BEGIN Exercise inputs
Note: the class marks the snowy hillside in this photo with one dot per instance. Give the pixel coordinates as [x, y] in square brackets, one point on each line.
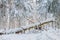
[50, 34]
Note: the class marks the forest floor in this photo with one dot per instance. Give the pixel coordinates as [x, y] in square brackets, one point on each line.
[51, 34]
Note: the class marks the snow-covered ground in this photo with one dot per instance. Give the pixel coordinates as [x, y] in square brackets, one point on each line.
[50, 34]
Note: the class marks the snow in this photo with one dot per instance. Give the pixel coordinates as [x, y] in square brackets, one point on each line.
[50, 34]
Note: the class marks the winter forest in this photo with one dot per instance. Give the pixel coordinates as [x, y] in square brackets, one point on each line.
[29, 19]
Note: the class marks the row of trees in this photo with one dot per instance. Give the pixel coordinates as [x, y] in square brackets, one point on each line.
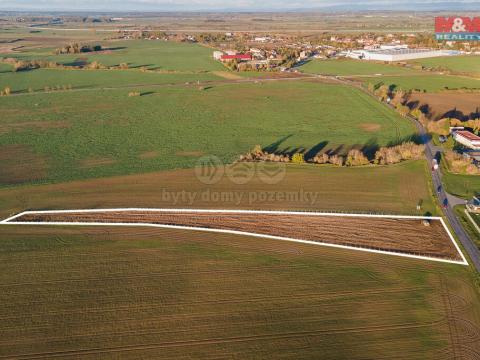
[21, 65]
[76, 48]
[399, 99]
[355, 157]
[458, 164]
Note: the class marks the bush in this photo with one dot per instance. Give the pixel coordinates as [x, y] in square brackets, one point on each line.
[440, 127]
[460, 165]
[356, 158]
[336, 160]
[395, 154]
[298, 158]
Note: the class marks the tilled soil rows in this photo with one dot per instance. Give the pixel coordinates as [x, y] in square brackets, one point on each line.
[409, 236]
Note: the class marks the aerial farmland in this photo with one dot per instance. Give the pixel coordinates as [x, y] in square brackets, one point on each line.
[158, 203]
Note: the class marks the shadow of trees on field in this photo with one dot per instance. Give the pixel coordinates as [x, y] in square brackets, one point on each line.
[369, 148]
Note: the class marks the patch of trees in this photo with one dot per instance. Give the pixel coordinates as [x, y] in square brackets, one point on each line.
[76, 48]
[399, 100]
[23, 65]
[458, 164]
[258, 154]
[355, 157]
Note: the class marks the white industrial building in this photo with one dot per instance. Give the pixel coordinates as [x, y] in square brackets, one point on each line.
[467, 139]
[398, 53]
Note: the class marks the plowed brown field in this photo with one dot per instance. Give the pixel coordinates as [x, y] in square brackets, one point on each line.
END Exercise inputs
> Task instructions: Rewrite all of the data above as a Markdown table with two columns, Row and Line, where each line gets its own numbered row and blank lines are skipped. Leave the pictures out of the table.

> Response:
| Row | Line |
|---|---|
| 1 | Note: the class marks the snowy hillside in this photo with one dot per instance. Give the pixel coordinates as [x, y] in square brackets, one point on each line. |
| 2 | [50, 34] |
| 3 | Note: the class marks the forest floor in this photo with one dot per instance. Give the pixel coordinates as [x, y] in square brackets, one point on each line. |
| 4 | [51, 34] |
| 5 | Note: the class marks the snow-covered ground in this photo with one dot per instance. Give the pixel coordinates as [x, y] in square brackets, one point on each line. |
| 6 | [50, 34] |
| 7 | Note: the class marks the snow in this photo with one dot per instance. Give the pixel coordinates as [x, y] in square brackets, one point on each line. |
| 8 | [50, 34] |
| 9 | Note: the class marks the winter forest in this photo with one dot per instance. Give the pixel coordinates as [x, y] in square brackets, one point on each line. |
| 10 | [29, 19] |
| 11 | Note: the class marks the row of trees in this photo with one dot per instance. Give the pixel coordinates as [x, y] in square brackets, one point on each line. |
| 12 | [21, 65] |
| 13 | [76, 48] |
| 14 | [399, 99] |
| 15 | [355, 157] |
| 16 | [458, 164] |
| 17 | Note: the class marks the bush in this photo with one dot per instance. Give the pixel coordinates as [x, y] in square brackets, one point on each line. |
| 18 | [440, 127] |
| 19 | [460, 165] |
| 20 | [356, 158] |
| 21 | [336, 160] |
| 22 | [395, 154] |
| 23 | [298, 158] |
| 24 | Note: the class marks the tilled soil rows in this photo with one dot per instance. Give the pixel coordinates as [x, y] in square brackets, one point on each line. |
| 25 | [409, 236] |
| 26 | Note: the class marks the aerial farmland in this photo with one dot per instance. Give the pixel coordinates as [x, y] in square brackets, one point on each line. |
| 27 | [158, 203] |
| 28 | Note: the class marks the shadow of trees on field in this photo with one dot per instance. Give the pixel coordinates as [x, y] in square brackets, one point on each line. |
| 29 | [369, 148] |
| 30 | Note: the class marks the patch of trees in this photo with one dot per instance. Give the pixel coordinates as [x, y] in square brackets, one point on each line. |
| 31 | [76, 48] |
| 32 | [399, 100] |
| 33 | [23, 65] |
| 34 | [458, 164] |
| 35 | [258, 154] |
| 36 | [355, 157] |
| 37 | Note: the class marks the white industrial building in this photo with one dot per instance. Give the pixel coordinates as [x, y] in square brackets, one point on each line. |
| 38 | [467, 139] |
| 39 | [398, 53] |
| 40 | Note: the class marks the plowed brown field in this photo with one dot per instance. Give the pixel coordinates as [x, y] in square brackets, one point on each line. |